Action item: Please rewrite the excerpt between "Banish the ghost of the charitable" and "witnesses, and others.", inclusive, renaming "train" as "tram" each time it occurs.

Excerpt:
= = = = = = =

What's that old saying? Never a cop around when you need one, always one around when you don't? In fact, a pistol is easier to carry and eats fewer doughnuts than a cop.
Banish the ghost of the omnipresent state. They can be found, they are not everywhere.
Learn about the charity hospital in your community. I had a neighbour in 1998 in a poor section of Houston. It had originally been developed with very large lots, which is what I found attractive about the living arrangement. But the "wealthy" part of town was in another direction by the time I lived there. So my neighbour lived in a very clean, well-kept ranch home. He catered to customers he had met bar tending at "The Confederate House," a notorious restaurant and watering hole for the many Confederate sympathisers among Houston's eliteBushes, etc.
He had an infection on one of his toes, so he went to the charity hospital. The internist there took a look, diagnose a foot fungus, and gave him an anti-fungal. Now, it would help those of you with any medical training to know that my neighbour was 66 years old, black, and stout. A few months later, the wound was worse, he went back. A different young doctor saw him, briefly, gave him another foot cream, sent him home. A few months later, he was limping very badly at a catered event he was working. One of his wealthy customers arranged a private doctor visit at the customer's expense. Very kind, indeed.
Of course, the private doctor immediately had a blood sugar test taken, diagnosed diabetes, and moved John to surgery to have his foot removed. It had reached a condition of high gangrene. Later, his leg was removed below the knee, and a number of other complications set in. He died only two years later, as I recall, quite needlessly. Such is the "charity" of the county hospital in Houston.
There's something else about government-run hospitals you may need to know. If you are ever injured by the police, they'll lie about what they find. I had ten broken ribs which a county doctor could not "see" on her x-rays, though a subsequent MRI three days later revealed not only broken ribs, but several inch separations in at least two cases.
The state isn't interested in your welfare. The state provides welfare to keep you and others like you from becoming enraged at injustice, and only enough to leave that rage simmering rather than raging.
Banish the ghost of the charitable state.
The sound folio is of a screeching subway train. Why is a train so interesting as the metaphor for inevitability? Those of you readers who have ever been arrested may know why. It is often used by the agents of government or "law enforcement" to intimidate suspects, perpetrators, witnesses, and others.

= = = = = = =

Data for review:

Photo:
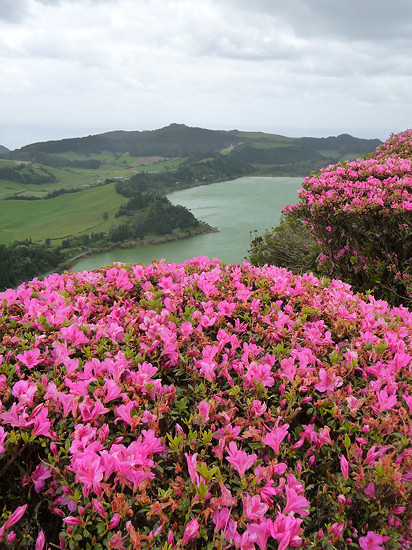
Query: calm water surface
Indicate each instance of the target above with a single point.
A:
(235, 207)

= = = = = = =

Answer for this exercise:
Banish the ghost of the charitable state.
The sound folio is of a screeching subway tram. Why is a tram so interesting as the metaphor for inevitability? Those of you readers who have ever been arrested may know why. It is often used by the agents of government or "law enforcement" to intimidate suspects, perpetrators, witnesses, and others.